DIRECTION
List each line in the records below that contains the string "bear". Case counts, so treat uppercase and lowercase letters as different.

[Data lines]

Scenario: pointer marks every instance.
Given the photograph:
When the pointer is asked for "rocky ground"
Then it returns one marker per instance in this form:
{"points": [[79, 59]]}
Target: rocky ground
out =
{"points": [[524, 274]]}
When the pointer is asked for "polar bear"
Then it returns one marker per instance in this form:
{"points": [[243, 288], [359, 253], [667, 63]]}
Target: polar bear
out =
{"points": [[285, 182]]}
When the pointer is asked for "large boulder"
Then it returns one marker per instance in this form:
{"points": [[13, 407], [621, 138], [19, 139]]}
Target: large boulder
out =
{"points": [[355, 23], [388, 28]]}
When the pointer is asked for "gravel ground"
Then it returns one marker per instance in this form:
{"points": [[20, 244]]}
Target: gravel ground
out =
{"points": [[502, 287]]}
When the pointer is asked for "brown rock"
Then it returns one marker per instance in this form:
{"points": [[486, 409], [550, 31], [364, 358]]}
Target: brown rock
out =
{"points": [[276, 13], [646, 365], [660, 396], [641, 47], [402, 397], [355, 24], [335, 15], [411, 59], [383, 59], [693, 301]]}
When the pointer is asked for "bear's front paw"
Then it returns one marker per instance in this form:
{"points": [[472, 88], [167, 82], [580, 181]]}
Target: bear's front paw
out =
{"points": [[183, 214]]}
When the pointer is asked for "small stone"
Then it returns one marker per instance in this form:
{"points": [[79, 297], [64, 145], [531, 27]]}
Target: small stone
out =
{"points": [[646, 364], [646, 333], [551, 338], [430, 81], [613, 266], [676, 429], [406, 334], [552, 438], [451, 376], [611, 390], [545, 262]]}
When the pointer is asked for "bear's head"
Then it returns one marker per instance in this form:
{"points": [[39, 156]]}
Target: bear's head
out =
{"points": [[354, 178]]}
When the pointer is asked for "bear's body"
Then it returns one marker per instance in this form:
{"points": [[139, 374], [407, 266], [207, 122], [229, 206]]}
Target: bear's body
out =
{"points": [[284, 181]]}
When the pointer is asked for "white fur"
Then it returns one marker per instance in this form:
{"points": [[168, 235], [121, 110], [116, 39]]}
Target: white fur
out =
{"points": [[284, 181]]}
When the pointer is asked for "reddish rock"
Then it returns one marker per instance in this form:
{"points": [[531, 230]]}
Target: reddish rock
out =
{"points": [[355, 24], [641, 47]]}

COMPLETED TASK
When the pointer is asked for "polar bear"
Target: polar bear
When the pointer is asked for "bear's front paw"
Target: bear's front paw
When the pointer is asked for "bear's head"
Target: bear's head
When the pointer is asked for "bear's body"
Target: bear's body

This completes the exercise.